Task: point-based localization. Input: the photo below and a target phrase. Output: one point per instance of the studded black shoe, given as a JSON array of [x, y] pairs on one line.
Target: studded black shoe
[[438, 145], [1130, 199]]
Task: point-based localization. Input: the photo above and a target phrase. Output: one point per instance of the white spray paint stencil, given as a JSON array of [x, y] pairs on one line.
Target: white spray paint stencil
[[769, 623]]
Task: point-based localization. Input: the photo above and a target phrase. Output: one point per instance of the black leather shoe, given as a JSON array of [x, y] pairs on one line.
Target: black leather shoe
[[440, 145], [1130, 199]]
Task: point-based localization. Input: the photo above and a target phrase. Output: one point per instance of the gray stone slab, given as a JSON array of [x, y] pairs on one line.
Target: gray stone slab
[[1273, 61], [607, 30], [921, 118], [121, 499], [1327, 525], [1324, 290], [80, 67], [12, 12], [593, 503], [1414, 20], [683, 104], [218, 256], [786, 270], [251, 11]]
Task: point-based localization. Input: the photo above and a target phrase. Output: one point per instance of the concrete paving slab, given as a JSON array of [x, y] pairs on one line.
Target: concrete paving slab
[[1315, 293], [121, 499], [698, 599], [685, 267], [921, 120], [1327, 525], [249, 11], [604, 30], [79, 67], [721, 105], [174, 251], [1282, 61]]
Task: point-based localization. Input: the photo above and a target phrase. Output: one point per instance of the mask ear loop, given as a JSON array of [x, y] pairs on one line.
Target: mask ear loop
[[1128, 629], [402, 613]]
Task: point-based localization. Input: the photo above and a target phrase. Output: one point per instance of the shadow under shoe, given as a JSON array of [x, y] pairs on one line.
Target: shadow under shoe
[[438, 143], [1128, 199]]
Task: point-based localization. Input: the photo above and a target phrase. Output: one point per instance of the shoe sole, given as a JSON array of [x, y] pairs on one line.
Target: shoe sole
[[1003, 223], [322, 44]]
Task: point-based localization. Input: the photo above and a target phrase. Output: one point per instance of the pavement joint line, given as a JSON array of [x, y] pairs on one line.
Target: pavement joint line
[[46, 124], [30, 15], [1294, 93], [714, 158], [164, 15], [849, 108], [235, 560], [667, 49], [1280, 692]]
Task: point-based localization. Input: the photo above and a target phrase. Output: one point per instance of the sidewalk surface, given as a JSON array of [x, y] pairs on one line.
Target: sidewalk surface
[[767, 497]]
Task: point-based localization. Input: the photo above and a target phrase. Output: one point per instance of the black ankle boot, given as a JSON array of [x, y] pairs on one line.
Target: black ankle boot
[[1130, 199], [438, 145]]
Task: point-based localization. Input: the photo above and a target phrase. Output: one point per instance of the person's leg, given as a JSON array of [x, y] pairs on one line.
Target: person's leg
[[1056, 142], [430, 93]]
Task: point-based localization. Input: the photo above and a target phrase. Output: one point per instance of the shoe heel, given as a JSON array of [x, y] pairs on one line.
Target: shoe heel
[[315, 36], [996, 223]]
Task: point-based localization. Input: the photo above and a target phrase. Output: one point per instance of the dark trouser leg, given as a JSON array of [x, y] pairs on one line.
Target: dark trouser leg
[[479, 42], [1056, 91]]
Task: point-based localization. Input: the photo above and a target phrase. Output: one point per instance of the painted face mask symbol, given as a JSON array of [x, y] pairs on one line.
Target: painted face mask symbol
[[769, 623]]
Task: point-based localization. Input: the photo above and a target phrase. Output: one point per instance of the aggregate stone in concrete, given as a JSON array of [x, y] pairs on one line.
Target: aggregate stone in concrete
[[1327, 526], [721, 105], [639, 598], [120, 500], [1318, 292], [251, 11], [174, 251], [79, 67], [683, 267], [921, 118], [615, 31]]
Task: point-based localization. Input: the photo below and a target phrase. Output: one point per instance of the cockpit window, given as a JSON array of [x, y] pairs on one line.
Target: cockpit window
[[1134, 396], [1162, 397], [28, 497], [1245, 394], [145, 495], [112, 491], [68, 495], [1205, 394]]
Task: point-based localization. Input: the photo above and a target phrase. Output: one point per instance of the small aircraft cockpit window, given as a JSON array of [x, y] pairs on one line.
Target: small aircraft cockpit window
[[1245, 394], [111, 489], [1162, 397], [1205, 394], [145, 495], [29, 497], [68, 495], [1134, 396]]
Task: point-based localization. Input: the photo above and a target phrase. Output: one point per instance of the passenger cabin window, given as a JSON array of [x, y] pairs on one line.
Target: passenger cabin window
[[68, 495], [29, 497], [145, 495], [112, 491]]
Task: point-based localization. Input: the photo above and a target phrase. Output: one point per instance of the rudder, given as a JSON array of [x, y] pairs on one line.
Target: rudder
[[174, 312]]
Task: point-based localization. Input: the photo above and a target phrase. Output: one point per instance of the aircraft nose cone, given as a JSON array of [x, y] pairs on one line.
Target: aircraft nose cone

——————————

Go through the listing and copy each line that includes the string "cone".

Task: point-based localization. Input: the photo above and a target phrase. Output: one point per instance of the aircraft nose cone, given as a JSON array of [x, y] pairs on one line.
Target: aircraft nose cone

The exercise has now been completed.